• [What this task involves]: Copy the material below line for line, leaving every character unchanged.

===== Input =====

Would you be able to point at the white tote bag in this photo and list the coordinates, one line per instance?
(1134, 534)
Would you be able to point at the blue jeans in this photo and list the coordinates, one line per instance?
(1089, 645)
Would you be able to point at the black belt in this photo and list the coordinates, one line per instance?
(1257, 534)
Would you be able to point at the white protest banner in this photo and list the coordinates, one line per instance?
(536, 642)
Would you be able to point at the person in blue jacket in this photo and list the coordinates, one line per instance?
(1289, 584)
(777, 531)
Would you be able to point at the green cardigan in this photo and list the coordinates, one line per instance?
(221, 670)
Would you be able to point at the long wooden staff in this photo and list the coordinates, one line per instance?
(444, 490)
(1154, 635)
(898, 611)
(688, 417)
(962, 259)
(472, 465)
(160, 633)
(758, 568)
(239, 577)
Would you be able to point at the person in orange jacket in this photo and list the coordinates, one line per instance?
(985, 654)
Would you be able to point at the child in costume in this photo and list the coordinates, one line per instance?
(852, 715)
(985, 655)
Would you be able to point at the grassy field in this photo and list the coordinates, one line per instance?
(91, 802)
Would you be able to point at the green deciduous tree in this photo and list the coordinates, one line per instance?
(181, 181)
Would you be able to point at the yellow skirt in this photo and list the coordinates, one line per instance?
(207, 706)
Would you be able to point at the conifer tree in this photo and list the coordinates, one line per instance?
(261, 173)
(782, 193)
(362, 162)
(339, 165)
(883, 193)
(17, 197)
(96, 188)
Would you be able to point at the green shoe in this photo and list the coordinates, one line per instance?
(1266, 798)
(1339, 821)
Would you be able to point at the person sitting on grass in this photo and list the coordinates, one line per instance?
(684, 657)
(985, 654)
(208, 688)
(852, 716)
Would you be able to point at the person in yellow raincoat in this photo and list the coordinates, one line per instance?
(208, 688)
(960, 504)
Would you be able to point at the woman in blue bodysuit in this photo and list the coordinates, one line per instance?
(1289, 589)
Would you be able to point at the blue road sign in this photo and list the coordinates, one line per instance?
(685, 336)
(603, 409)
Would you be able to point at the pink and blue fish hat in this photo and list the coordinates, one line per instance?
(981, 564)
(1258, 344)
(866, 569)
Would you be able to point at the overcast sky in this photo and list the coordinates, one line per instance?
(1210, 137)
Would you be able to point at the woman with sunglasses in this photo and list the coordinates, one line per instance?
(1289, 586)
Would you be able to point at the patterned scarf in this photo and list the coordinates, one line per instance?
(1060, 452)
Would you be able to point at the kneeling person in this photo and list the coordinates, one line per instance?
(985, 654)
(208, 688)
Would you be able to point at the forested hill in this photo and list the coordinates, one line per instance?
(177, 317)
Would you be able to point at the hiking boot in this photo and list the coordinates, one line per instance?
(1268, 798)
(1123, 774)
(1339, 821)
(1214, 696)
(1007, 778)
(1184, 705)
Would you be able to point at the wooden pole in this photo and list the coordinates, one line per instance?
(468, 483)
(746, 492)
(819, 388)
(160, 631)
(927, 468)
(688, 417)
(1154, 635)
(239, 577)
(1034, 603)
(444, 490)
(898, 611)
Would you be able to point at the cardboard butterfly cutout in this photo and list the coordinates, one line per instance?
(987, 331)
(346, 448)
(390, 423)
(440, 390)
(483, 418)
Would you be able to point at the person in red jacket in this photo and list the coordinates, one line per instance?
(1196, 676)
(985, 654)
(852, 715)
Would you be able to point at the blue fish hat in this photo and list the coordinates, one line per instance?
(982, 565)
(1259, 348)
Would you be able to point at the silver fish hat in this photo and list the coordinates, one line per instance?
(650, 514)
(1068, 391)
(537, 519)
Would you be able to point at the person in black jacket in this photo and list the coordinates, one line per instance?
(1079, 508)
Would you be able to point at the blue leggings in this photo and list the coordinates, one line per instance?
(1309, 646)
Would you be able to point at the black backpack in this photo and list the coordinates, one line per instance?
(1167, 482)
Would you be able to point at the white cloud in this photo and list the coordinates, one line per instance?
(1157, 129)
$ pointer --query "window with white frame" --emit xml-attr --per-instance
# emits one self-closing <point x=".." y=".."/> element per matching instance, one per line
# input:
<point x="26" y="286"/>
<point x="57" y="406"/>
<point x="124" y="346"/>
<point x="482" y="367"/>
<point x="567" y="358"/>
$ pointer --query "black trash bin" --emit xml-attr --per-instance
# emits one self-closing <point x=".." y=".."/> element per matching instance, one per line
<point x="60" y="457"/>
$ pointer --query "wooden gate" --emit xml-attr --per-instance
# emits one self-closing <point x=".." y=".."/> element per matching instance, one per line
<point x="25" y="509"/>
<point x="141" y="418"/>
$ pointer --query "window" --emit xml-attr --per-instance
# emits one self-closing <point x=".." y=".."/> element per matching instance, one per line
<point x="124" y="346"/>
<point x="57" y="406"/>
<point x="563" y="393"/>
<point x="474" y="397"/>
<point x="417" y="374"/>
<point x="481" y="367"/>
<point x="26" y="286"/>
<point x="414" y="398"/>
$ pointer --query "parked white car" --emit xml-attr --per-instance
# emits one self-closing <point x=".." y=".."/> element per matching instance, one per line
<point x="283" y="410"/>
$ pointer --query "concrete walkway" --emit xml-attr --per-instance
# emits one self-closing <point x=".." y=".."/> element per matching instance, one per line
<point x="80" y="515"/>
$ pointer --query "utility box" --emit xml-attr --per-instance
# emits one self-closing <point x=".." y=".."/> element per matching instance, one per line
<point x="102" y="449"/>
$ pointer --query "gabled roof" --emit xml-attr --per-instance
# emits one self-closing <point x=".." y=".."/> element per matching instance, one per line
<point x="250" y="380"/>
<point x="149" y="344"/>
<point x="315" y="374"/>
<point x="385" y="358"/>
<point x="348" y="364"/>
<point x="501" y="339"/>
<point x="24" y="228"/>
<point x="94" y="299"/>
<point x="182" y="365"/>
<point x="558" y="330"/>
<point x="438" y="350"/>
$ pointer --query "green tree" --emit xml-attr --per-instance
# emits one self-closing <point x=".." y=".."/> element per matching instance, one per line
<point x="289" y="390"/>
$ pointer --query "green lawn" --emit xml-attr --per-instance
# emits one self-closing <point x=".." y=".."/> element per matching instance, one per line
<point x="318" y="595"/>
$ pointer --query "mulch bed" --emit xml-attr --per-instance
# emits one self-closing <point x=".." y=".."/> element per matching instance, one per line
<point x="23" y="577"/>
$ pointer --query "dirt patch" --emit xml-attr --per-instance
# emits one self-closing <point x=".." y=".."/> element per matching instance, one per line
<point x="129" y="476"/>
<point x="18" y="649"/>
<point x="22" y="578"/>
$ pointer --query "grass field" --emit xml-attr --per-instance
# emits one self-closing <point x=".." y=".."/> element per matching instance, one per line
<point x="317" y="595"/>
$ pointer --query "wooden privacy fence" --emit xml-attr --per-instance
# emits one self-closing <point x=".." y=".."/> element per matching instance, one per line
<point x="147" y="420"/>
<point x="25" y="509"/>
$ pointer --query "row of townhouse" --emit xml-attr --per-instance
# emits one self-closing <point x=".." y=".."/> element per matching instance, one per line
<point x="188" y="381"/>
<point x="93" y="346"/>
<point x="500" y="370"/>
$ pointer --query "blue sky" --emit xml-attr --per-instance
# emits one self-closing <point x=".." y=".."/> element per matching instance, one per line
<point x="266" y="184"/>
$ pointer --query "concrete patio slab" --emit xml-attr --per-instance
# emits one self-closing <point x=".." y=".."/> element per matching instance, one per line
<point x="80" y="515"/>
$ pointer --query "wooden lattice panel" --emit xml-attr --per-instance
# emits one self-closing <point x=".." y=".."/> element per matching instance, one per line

=====

• [Expected output]:
Would you be able to point at the white tote bag in this photo and list the coordinates, one line per instance?
(1134, 534)
Would you be able to point at the blue jeans in this photo and list the coordinates, one line per instance?
(1089, 645)
Would you be able to point at the black belt in this photo and list the coordinates, one line per instance?
(1257, 534)
Would you be able to point at the white protest banner in this photo and list the coordinates, one line per instance?
(536, 642)
Would you be able to point at the person in blue jacket in this photo and list the coordinates, one line per instance?
(1289, 584)
(777, 531)
Would you be able to point at the green cardigan in this photo and list the coordinates, one line per instance?
(221, 670)
Would you be able to point at the long wooden staff in this photo and list the coordinates, one line per instance?
(444, 490)
(1154, 635)
(898, 611)
(688, 417)
(962, 259)
(472, 465)
(160, 633)
(758, 568)
(239, 577)
Would you be able to point at the person in orange jacket in this photo and list the coordinates, one line per instance?
(985, 654)
Would you be able to point at the child in costume in this photo and list the coordinates, one line per instance?
(852, 715)
(985, 655)
Would you be able to point at the grassy field in this photo and list the coordinates, one line per instance?
(91, 802)
Would you be able to point at the green deciduous tree in this photo and list the coordinates, one line per instance?
(181, 181)
Would you be able to point at the yellow skirt in this photo and list the coordinates, one line per instance?
(207, 706)
Would you be able to point at the conifer tree in this photo and list the coordinates, one line per instance?
(261, 173)
(782, 193)
(362, 162)
(339, 165)
(883, 193)
(17, 197)
(96, 188)
Would you be able to point at the green shoe in this photo and list the coordinates, one line per instance?
(1266, 798)
(1339, 821)
Would you be able to point at the person sitting on grass in this photo and list the coordinates, one line per instance?
(684, 657)
(985, 654)
(208, 688)
(852, 716)
Would you be able to point at the person in yellow raincoat in this photo and list the coordinates, one line per instance?
(208, 688)
(960, 504)
Would you be able to point at the woman in blue bodysuit in this photo and list the coordinates, one line per instance?
(1289, 589)
Would you be able to point at the blue road sign in this photo and list the coordinates, one line per instance?
(685, 336)
(603, 409)
Would you be able to point at the pink and blue fish hat in this photo and list the coordinates, one line per instance?
(981, 564)
(1258, 344)
(866, 569)
Would you be able to point at the overcast sky in this photo and list the coordinates, one line per instance?
(1210, 137)
Would you be able to point at the woman with sunglasses in this photo and list the coordinates, one line per instance?
(1289, 586)
Would you be able to point at the patterned scarf in this photo and list the coordinates, one line per instance?
(1060, 452)
Would you be able to point at the kneeling person in this photo and list the coordinates, one line per instance?
(985, 654)
(208, 688)
Would you be able to point at the forested hill in this photo and list the coordinates, one line per instance?
(177, 317)
Would you be able to point at the hiking boot in this photo and list the coordinates, one line per instance?
(1268, 798)
(1123, 774)
(1339, 821)
(1214, 696)
(1007, 778)
(1184, 705)
Would you be able to point at the wooden pole in this photo and list the coordinates, one line per instance?
(468, 483)
(746, 492)
(819, 388)
(160, 631)
(927, 468)
(688, 417)
(1154, 635)
(239, 577)
(1034, 603)
(444, 490)
(898, 611)
Would you be able to point at the cardboard butterfly cutout in this photo and list the coordinates, one line per instance?
(987, 331)
(346, 448)
(390, 423)
(440, 390)
(483, 418)
Would you be able to point at the person in red jacket in this photo and list the coordinates, one line per instance?
(1196, 676)
(985, 654)
(852, 715)
Would you be able to point at the blue fish hat in this photo and list the coordinates, one line per instance?
(982, 565)
(1259, 348)
Would you be able to point at the silver fish hat in this photo and list the coordinates, one line per instance?
(650, 514)
(1068, 391)
(537, 519)
Would you be able to point at the person in black jacket in this photo and list the coordinates, one line per instance?
(1079, 508)
Would you be able to point at the blue leggings in this photo and list the coordinates, one line per instance?
(1309, 646)
Would you be able to point at the black backpack in this photo and list the coordinates, one line per instance?
(1167, 482)
Would you be able to point at the white cloud in this photo and list the coordinates, one line per instance?
(1157, 129)
$ pointer --query "window with white frame" --emit xml-attr --per-instance
# emits one self-closing <point x=".." y=".."/> element per matching instance, one per line
# input:
<point x="26" y="286"/>
<point x="57" y="406"/>
<point x="124" y="346"/>
<point x="482" y="367"/>
<point x="567" y="358"/>
$ pointer --query "black trash bin" --emit xml-attr --per-instance
# emits one self-closing <point x=".." y=".."/> element per matching instance, one per line
<point x="60" y="457"/>
$ pointer --query "wooden gate" --emit xml-attr --per-instance
# emits one self-closing <point x=".." y=".."/> element per matching instance, one per line
<point x="25" y="509"/>
<point x="141" y="418"/>
$ pointer --query "window" --emit xml-attr --per-instance
# emits one self-closing <point x=".." y=".."/> element per matching instance, one per line
<point x="124" y="346"/>
<point x="57" y="406"/>
<point x="563" y="393"/>
<point x="474" y="397"/>
<point x="417" y="374"/>
<point x="481" y="367"/>
<point x="26" y="286"/>
<point x="414" y="398"/>
$ pointer --query "parked white car" --emit xml-attr --per-instance
# emits one self-closing <point x=".." y=".."/> element per matching instance, one per line
<point x="283" y="410"/>
$ pointer --query "concrete walkway" --emit xml-attr --per-instance
# emits one self-closing <point x=".." y=".."/> element per matching instance, one per line
<point x="80" y="515"/>
$ pointer --query "utility box" --emit xml-attr --per-instance
# emits one self-closing <point x=".." y=".."/> element per matching instance, one per line
<point x="102" y="449"/>
$ pointer --query "gabled roof" --emit xml-attr --per-instance
# emits one self-closing <point x=".." y=".."/> element per matching instance, one per line
<point x="250" y="380"/>
<point x="149" y="344"/>
<point x="315" y="374"/>
<point x="385" y="358"/>
<point x="348" y="364"/>
<point x="501" y="339"/>
<point x="24" y="228"/>
<point x="94" y="299"/>
<point x="182" y="365"/>
<point x="558" y="330"/>
<point x="438" y="350"/>
$ pointer --query "green tree" --emit xml-attr --per-instance
# emits one self-closing <point x=".." y=".."/> element per matching instance, one per line
<point x="289" y="390"/>
$ pointer --query "green lawn" --emit xml-attr --per-instance
# emits one self-closing <point x=".." y=".."/> element per matching instance, one per line
<point x="318" y="595"/>
$ pointer --query "mulch bed" --emit xml-attr --per-instance
# emits one self-closing <point x=".." y=".."/> element per matching instance, one per line
<point x="23" y="577"/>
$ pointer --query "dirt patch" --emit xml-attr --per-instance
# emits one self-closing <point x=".." y=".."/> element per matching instance, one per line
<point x="129" y="476"/>
<point x="18" y="649"/>
<point x="22" y="578"/>
$ pointer --query "grass field" --emit xml-attr --per-instance
# emits one self-closing <point x=".." y=".."/> element per matching instance, one per line
<point x="317" y="595"/>
$ pointer --query "wooden privacy fence" --emit xml-attr --per-instance
# emits one self-closing <point x=".." y=".."/> element per matching instance, one per line
<point x="147" y="420"/>
<point x="25" y="509"/>
$ pointer --query "row of townhouse" --emit xml-attr --per-instance
# emits one self-closing <point x=".." y=".."/> element per matching instance, one per line
<point x="188" y="381"/>
<point x="93" y="346"/>
<point x="500" y="370"/>
$ pointer --query "blue sky" --emit xml-attr --per-instance
# emits one self-closing <point x=".." y=".."/> element per matching instance, one per line
<point x="266" y="184"/>
$ pointer --query "concrete patio slab" --emit xml-attr --per-instance
# emits one self-closing <point x=".." y=".."/> element per matching instance, one per line
<point x="80" y="515"/>
$ pointer --query "wooden lattice panel" --emit xml-attr --per-instance
# emits one self-closing <point x=".." y=".."/> element per matching instance, one per line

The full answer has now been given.